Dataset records
○ ○ ○

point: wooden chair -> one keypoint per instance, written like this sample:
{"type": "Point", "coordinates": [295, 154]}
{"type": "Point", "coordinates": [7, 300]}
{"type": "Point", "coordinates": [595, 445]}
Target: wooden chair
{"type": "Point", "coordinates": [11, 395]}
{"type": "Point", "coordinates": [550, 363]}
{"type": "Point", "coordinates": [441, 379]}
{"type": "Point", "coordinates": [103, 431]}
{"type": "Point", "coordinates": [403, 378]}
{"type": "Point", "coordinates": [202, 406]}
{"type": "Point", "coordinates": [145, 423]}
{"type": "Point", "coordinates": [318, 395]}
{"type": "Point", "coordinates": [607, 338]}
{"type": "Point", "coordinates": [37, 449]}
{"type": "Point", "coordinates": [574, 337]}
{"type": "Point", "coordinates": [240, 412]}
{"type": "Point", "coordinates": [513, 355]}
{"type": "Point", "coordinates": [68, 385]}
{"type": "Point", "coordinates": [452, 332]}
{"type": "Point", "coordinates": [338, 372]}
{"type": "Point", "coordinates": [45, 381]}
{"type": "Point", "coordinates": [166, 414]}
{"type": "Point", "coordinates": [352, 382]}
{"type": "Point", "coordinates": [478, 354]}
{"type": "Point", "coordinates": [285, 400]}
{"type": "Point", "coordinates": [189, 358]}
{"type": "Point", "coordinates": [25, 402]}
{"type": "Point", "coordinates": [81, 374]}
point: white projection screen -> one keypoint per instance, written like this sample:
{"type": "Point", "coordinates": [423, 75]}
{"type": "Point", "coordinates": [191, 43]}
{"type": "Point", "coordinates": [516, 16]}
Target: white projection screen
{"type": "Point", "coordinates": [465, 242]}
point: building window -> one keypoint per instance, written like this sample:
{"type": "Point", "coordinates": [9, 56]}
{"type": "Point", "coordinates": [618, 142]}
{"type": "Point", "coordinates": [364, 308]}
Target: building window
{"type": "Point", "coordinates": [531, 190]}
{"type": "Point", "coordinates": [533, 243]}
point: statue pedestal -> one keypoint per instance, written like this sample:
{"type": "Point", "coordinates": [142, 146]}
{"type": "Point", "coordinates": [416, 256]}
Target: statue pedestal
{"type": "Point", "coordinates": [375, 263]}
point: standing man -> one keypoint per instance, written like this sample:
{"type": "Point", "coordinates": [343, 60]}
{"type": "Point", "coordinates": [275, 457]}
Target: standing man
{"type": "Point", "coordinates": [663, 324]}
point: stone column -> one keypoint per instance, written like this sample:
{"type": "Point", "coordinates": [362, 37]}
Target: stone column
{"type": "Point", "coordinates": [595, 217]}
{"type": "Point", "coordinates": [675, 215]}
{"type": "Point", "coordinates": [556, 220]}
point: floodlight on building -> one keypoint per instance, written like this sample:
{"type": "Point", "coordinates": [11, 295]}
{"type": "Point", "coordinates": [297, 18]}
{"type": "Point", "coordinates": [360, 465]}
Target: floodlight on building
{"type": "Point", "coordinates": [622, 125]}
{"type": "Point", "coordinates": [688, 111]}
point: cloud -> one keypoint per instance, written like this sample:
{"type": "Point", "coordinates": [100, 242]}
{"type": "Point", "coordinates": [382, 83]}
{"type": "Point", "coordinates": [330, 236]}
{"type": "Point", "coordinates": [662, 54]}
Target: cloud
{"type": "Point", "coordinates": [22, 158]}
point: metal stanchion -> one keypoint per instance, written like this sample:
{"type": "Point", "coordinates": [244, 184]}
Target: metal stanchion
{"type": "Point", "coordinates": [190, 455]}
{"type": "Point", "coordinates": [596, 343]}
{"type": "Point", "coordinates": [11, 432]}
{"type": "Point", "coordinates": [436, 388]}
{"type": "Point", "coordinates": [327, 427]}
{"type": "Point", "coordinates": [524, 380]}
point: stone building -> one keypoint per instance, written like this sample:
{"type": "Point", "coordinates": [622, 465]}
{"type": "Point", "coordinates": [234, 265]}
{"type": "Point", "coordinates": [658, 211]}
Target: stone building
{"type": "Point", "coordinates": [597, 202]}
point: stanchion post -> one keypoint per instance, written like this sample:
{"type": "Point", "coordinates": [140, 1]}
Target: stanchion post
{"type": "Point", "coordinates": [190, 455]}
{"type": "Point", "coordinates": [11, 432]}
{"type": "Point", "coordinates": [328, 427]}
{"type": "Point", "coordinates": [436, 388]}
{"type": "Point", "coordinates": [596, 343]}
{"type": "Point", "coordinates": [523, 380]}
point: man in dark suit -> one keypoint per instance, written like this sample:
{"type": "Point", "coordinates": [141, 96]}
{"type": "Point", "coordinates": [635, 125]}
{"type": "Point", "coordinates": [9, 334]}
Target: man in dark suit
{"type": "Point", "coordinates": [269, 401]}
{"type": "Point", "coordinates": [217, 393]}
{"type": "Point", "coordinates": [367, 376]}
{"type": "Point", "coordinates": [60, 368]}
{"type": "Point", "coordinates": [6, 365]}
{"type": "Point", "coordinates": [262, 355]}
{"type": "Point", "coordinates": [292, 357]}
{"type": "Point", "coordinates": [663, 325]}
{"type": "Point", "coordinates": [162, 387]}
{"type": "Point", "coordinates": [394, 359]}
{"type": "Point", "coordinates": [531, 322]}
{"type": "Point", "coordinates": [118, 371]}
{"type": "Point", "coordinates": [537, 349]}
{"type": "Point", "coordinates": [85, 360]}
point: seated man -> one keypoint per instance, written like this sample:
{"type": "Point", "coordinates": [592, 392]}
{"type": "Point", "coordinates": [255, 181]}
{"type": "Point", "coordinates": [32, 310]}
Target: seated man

○ ○ ○

### Task
Reply with an exact copy of the lines running from the one containing "point: seated man" through the end of the entries above, both ends included.

### Solution to the exercise
point: seated man -> one keypoint per instance, written like this sample:
{"type": "Point", "coordinates": [592, 392]}
{"type": "Point", "coordinates": [255, 181]}
{"type": "Point", "coordinates": [32, 310]}
Target: seated man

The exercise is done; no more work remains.